All entries are to be retyped without alteration.

┄┄┄┄┄┄

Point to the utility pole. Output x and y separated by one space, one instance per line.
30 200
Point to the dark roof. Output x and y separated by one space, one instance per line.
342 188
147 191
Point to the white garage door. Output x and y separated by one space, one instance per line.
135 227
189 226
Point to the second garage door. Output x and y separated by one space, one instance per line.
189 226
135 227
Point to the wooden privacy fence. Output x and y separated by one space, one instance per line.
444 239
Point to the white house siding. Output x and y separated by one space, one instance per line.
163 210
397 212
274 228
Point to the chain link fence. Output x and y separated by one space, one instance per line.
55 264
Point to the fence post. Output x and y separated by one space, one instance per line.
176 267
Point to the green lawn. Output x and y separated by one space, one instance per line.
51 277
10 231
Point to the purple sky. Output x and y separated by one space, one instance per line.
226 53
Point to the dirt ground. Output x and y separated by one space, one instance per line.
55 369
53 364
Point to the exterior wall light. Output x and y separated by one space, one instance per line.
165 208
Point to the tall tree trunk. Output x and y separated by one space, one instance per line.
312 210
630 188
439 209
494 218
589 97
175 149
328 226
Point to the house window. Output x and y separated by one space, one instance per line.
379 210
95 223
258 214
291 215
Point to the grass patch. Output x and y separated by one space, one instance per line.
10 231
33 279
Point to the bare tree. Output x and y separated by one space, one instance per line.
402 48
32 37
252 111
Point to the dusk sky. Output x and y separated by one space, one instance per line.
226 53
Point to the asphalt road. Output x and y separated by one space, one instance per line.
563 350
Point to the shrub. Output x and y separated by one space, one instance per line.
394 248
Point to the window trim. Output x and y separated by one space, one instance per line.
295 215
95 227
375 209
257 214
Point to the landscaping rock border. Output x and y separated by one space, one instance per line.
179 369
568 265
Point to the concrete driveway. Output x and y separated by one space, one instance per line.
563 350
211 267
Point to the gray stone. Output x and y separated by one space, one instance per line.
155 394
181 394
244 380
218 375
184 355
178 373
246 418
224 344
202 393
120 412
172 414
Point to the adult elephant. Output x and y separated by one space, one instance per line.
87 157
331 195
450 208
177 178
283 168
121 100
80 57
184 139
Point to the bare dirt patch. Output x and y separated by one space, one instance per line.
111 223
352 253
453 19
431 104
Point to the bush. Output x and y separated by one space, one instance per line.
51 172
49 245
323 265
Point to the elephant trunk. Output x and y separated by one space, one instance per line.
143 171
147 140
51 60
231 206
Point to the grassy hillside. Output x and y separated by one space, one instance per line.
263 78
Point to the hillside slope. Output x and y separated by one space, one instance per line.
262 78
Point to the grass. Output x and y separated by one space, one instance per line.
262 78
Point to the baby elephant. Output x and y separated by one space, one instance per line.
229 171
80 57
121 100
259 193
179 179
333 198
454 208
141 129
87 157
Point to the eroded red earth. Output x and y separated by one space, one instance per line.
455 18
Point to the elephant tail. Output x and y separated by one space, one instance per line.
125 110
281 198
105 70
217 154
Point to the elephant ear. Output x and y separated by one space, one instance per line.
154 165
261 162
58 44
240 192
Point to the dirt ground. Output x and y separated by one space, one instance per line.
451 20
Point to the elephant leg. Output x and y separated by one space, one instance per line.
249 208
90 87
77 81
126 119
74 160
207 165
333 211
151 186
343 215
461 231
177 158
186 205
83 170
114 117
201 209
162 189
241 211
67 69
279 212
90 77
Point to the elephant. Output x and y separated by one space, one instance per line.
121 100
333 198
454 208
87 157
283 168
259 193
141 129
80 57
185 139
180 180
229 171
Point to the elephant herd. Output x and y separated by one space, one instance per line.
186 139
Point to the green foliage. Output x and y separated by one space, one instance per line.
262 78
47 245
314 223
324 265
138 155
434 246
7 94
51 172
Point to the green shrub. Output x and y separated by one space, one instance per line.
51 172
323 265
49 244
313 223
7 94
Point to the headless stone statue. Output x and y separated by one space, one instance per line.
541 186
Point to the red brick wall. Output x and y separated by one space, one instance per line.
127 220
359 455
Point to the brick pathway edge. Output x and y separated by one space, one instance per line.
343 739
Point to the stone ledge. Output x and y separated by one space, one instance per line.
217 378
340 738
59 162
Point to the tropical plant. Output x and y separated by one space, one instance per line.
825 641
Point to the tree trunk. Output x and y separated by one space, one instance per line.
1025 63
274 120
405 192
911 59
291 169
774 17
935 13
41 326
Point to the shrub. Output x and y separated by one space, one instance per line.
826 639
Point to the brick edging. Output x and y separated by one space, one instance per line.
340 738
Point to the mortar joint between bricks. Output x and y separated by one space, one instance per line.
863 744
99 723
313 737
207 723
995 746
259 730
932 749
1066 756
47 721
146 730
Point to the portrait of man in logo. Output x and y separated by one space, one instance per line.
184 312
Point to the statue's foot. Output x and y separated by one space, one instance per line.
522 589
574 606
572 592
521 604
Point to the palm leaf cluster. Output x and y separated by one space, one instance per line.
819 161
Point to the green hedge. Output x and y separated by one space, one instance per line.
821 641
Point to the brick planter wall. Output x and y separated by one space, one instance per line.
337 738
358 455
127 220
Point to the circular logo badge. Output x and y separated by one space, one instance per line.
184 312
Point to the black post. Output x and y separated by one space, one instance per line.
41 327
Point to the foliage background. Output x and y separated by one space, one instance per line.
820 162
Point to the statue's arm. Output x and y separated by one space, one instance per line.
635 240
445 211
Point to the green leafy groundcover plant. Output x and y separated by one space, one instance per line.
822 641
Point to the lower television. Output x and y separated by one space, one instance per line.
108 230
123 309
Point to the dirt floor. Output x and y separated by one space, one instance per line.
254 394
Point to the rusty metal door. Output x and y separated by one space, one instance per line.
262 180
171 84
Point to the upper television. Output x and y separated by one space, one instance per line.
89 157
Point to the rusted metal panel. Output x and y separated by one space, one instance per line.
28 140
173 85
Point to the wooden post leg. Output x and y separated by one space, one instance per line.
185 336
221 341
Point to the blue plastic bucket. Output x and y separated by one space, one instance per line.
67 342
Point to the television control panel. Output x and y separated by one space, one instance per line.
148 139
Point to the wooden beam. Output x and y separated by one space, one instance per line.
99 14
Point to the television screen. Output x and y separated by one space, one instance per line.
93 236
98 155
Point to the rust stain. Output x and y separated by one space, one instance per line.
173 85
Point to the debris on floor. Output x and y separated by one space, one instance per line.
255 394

┄┄┄┄┄┄

ANSWER TO THIS PROBLEM -
Point to the utility pole. Output x and y separated by one space, one instance per line.
30 200
Point to the dark roof. Output x and y separated by one space, one instance per line.
342 188
147 191
Point to the white garage door. Output x and y separated by one space, one instance per line.
135 227
189 226
Point to the second garage door. Output x and y separated by one space, one instance per line.
189 226
135 227
Point to the wooden privacy fence. Output x and y separated by one space, one instance per line.
444 239
Point to the white house siding. Output x and y separated by one space, one instance per line.
163 210
397 212
274 228
Point to the chain link fence. Output x and y separated by one space, one instance per line.
55 264
Point to the fence post. Output x and y separated by one space, one instance per line.
176 267
Point to the green lawn. Output x and y separated by one space, one instance per line.
51 277
10 231
Point to the purple sky. Output x and y separated by one space, one instance per line.
226 53
Point to the dirt ground. Output x and y separated by one space, one instance per line.
55 369
53 364
Point to the exterior wall light. Output x and y separated by one space, one instance per line.
165 208
Point to the tall tree trunk. Output x and y separated by one space, one instance per line.
312 210
630 188
439 209
494 218
589 97
175 149
328 226
Point to the house window. Output x and y separated by one space, one instance per line.
379 210
95 223
258 214
291 215
Point to the grass patch. Output x and y separated by one space, one instance per line.
10 231
33 279
Point to the bare tree. Output x and y separated by one space, one instance per line.
402 48
32 37
252 111
Point to the dusk sky. Output x and y separated by one space, one instance per line.
226 53
Point to the asphalt road. Output x and y separated by one space, one instance per line.
563 350
Point to the shrub. Output x and y separated by one space, one instance per line.
394 248
Point to the window trim. Output x and y separated by one space, one instance per line.
295 215
95 227
375 209
257 214
Point to the landscaping rock border. Output x and y separated by one space, one instance per line.
179 369
568 265
Point to the concrete driveway. Output x and y separated by one space, one instance per line.
563 350
211 267
Point to the gray stone. Output x and y separated by one space, one instance per line.
155 394
181 394
244 380
218 375
184 355
178 373
246 418
224 344
202 393
120 412
172 414
Point to the adult elephant. Output x and y separated by one space, one instance per line.
87 157
331 195
450 208
177 178
283 168
121 100
80 57
184 139
Point to the bare dirt patch. Output x and y separated by one space, one instance per line.
111 223
352 253
453 19
431 104
Point to the bush. Output x and y separated by one space, one instance per line.
51 172
49 245
323 265
Point to the elephant trunk. Output x and y separated by one space, one instance per line.
143 171
147 140
51 60
231 206
Point to the grassy hillside. Output x and y separated by one space, one instance per line.
263 78
Point to the hillside slope. Output x and y separated by one space, one instance per line.
262 78
Point to the grass. Output x and y separated by one space, one instance per line.
262 78
Point to the baby elephant. Output x and y separated by one space, one instance per line.
229 171
80 57
121 100
259 193
179 179
333 198
454 208
141 129
87 157
Point to the eroded red earth. Output x and y separated by one space, one instance per line.
455 18
Point to the elephant tail. Output x and y separated by one space, one instance per line.
125 110
281 198
105 70
217 154
Point to the elephant ear. Output x and y separated by one space, one instance per line.
154 165
261 162
58 44
240 192
Point to the dirt ground. Output x and y separated by one space, one instance per line.
451 20
Point to the elephant leg. Output x and y separated by one space, one instance per line.
249 208
90 87
77 81
126 119
74 160
207 165
333 211
151 186
343 215
461 231
177 158
186 205
83 170
114 117
201 209
162 189
241 211
67 69
279 212
90 77
Point to the elephant. Output x and y separated by one space, one instance per line.
121 100
333 198
454 208
87 157
283 168
259 193
141 129
80 57
185 139
180 180
229 171
Point to the elephant herd. Output x and y separated by one space, one instance per line.
186 139
Point to the green foliage. Output x and y separated by one space, one instance per line.
262 78
47 245
314 223
324 265
138 155
434 246
7 94
51 172
Point to the green shrub. Output x and y separated by one space, one instance per line.
51 172
323 265
49 244
313 223
7 94
Point to the headless stone statue. Output x and y separated by one space, one instance per line.
541 186
Point to the red brick wall. Output x and y separated by one space, one instance per line.
127 220
359 455
Point to the brick pathway edge. Output x and y separated by one space, one instance per line.
343 739
Point to the stone ledge. Output x and y separated by one space, one instance per line.
217 378
340 738
59 162
Point to the tropical plant. Output x and y separated by one space, one instance per line.
825 641
Point to the tree trunk. Output x and y separated by one space, one instance per line.
1025 63
274 120
405 192
911 59
291 169
774 17
935 13
41 326
Point to the shrub. Output x and y separated by one space, one instance per line.
826 639
Point to the brick edging. Output x and y separated by one space, one instance per line.
340 738
Point to the mortar joint between bricks. Output x and y separated by one space, one instance per line.
863 744
99 723
313 737
207 723
995 746
259 730
932 749
1066 756
47 721
146 730
Point to the portrait of man in logo. Output x and y separated by one space, one instance per line.
184 312
Point to the statue's foot. Output x and y separated by one space, one instance per line.
522 589
574 606
572 592
521 604
Point to the palm leaf cluster. Output x and y separated by one space, one instance per line.
819 161
Point to the green hedge. Output x and y separated by one space, one instance per line.
821 641
Point to the brick planter wall. Output x and y separated by one space, one instance per line.
337 738
358 455
127 220
Point to the circular logo badge. Output x and y separated by one space, one instance per line.
184 312
Point to the black post. Output x and y separated by one space, one instance per line.
41 327
Point to the foliage background. Output x and y separated by one space, one instance per line.
820 162
Point to the statue's arm. Output x and y separated by one space, one instance per line.
635 240
445 211
Point to the green leafy groundcover plant. Output x and y separated by one space, one instance per line.
822 641
Point to the lower television. Output x and y separated by one space, one instance per line.
108 230
123 309
Point to the dirt floor. Output x and y separated by one space, one instance per line.
254 394
Point to the rusty metal door. Output x and y separated by one space, one instance per line.
262 180
171 84
Point to the upper television. Output x and y separated by one space, one instance per line.
89 157
Point to the rusted metal panel. Output x and y separated by one space, one instance per line.
28 140
173 85
Point to the wooden post leg. Output x and y separated by one space, one instance per line.
185 336
221 341
Point to the blue plastic bucket. Output x and y separated by one space, one instance per line.
67 342
Point to the television control panel. Output x and y separated by one space, one instance per line.
148 139
Point to the wooden beam. Output x and y separated by one space, one instance per line.
99 14
Point to the television screen. Output x and y separated by one space, one instance per line.
93 236
98 155
Point to the rust stain. Output x and y separated by one space, one instance per line.
173 85
Point to the debris on floor. Output x and y separated by one space, one instance per line.
255 394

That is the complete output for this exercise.